## Objetivo del ejercicio:
Extrae todos los registros que siguen y reprodúcelos línea por línea, sin alterar ningún carácter.

Registros de una fuente de datos

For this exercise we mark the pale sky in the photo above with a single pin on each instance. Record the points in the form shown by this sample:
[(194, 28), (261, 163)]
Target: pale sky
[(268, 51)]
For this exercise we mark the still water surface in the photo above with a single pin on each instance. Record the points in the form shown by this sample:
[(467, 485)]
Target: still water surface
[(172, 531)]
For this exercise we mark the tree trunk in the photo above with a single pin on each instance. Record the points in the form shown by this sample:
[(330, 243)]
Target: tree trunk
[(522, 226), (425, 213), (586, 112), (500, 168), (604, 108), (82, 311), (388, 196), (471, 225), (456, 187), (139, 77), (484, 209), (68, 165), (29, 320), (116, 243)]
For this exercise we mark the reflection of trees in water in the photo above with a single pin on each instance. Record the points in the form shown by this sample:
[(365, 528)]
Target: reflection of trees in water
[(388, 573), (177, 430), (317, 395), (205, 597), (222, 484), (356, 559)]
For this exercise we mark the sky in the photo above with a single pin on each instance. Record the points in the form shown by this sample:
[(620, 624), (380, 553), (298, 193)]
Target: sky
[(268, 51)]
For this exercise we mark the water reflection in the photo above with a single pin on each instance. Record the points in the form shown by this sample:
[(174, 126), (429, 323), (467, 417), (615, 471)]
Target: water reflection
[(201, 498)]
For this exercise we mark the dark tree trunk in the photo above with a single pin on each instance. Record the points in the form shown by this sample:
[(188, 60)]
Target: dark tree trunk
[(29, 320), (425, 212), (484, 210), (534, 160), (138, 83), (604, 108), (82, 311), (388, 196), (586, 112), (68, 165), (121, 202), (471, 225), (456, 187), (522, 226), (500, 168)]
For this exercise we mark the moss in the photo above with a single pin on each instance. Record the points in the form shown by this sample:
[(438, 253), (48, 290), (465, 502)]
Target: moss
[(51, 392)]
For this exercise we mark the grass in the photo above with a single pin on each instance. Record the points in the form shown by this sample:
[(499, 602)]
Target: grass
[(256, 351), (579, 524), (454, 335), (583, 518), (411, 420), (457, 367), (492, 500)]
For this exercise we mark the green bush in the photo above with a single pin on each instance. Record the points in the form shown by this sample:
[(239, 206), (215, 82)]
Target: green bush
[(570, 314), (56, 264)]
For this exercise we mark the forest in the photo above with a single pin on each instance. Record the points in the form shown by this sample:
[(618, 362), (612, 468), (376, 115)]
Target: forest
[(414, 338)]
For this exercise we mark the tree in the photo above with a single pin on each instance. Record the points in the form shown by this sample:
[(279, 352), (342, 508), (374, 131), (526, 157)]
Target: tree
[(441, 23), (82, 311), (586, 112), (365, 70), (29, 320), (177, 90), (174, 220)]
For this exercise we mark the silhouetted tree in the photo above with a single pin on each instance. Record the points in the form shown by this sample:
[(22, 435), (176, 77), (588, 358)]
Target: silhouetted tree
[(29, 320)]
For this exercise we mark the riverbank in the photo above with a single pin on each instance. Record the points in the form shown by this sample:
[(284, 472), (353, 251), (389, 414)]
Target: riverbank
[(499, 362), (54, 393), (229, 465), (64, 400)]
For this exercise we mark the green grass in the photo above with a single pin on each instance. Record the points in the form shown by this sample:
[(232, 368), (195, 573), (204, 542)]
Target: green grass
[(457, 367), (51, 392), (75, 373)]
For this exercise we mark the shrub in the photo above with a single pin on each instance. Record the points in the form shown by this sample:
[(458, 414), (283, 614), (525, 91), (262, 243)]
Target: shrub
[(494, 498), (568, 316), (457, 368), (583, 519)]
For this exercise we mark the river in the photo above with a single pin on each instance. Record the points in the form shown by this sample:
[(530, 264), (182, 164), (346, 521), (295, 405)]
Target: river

## Resultado del ejercicio:
For this exercise we mark the pale sky in the photo above with a single pin on each instance. Record the points in the form shown by this sample:
[(194, 28), (261, 163)]
Target: pale sky
[(268, 51)]
For this exercise we mark the still water surface in the photo above with a single pin on each instance. Record the points in the form shown by this sample:
[(467, 485)]
Target: still water surface
[(172, 531)]
For this exercise we mark the tree trunk in the photo above with a single pin on each instance. Record the points in the form shown by this sample:
[(330, 243)]
Target: tree trunk
[(522, 226), (425, 213), (586, 112), (500, 168), (604, 108), (82, 311), (388, 196), (471, 225), (456, 187), (139, 77), (484, 209), (68, 165), (29, 320), (116, 243)]
For this exercise we mark the reflection of trees in water in the photo above with a single pin on each instance. Record the points in the form shown by this sample:
[(365, 528)]
Target: reflection of trees in water
[(388, 573), (177, 430), (317, 395), (205, 597), (222, 484), (356, 559)]
For this exercise we mark the sky in the photo above with a single pin on each instance. Record the points in the form shown by this sample:
[(620, 624), (380, 553), (298, 193)]
Target: sky
[(268, 51)]
For this exercise we mark the water reflection in the photo above with a single pin on each instance. Record the points in the form shown by this sample:
[(174, 126), (429, 323), (467, 417), (615, 471)]
Target: water reflection
[(201, 498)]
For this exercise we mark the dark tree trunk in the photo above with a single pin on each instance. Record the points in the form shown by this sample:
[(188, 60)]
Target: dark tree trunk
[(29, 320), (425, 212), (484, 210), (534, 160), (138, 83), (604, 108), (82, 311), (388, 196), (586, 112), (68, 165), (121, 202), (471, 225), (456, 187), (522, 226), (500, 168)]
For this exercise we mark the moss in the photo above with a single pin on each instance. Record the points in the form shown by this sample:
[(438, 253), (48, 290), (465, 502)]
Target: moss
[(51, 392)]
For this exercise we mark the grass in the photo above with a single pin on each instance. Record the points in the form shown by this sample:
[(499, 602)]
Target: grass
[(256, 351), (579, 524), (454, 335), (583, 518), (411, 420), (457, 367), (492, 500)]
For this exercise we mark the green bush in the photo above with a single pin on each instance. Record the points in the form shown by this sample:
[(239, 206), (215, 82)]
Target: green bush
[(570, 314), (56, 264)]
For this exercise we mark the forest in the photo above with a single pin on each instance. Record the points in the form shown by this sample:
[(618, 362), (612, 468), (376, 115)]
Target: forest
[(414, 338)]
For this exercise we mark the tree in the photo above with a single pin on each instance. Record the points in the form shown by this sample:
[(279, 352), (342, 508), (374, 131), (526, 157)]
Target: tree
[(441, 23), (82, 311), (586, 112), (365, 70), (29, 320), (177, 90), (174, 220)]
For this exercise we mark the silhouetted tree in the photo above with a single pin on each instance. Record the points in the form shown by this sample:
[(22, 435), (176, 77), (588, 358)]
Target: silhouetted tree
[(29, 320)]
For this exercise we mark the riverbank in the photo above with a single pin on each instance. Record the points in the form shown by this sample:
[(284, 472), (353, 251), (389, 414)]
Target: riverbank
[(499, 362), (54, 393), (229, 465), (64, 400)]
For this exercise we mark the green grass in the photo above with a single pin on each instance. Record the points in the form shown by this sample:
[(232, 368), (195, 573), (204, 542)]
Target: green grass
[(457, 367), (51, 392), (75, 373)]
For this exercise we mark the shrub in the photo above with a single pin on each instance. Record the points in the form shown by this sample:
[(458, 414), (283, 614), (525, 91), (262, 243)]
Target: shrub
[(494, 498), (568, 316), (457, 368), (583, 519)]
For this exercise we mark the river in the photo above with a single pin on each instance. Record the points in the form shown by this sample:
[(530, 264), (182, 164), (346, 521), (295, 405)]
Target: river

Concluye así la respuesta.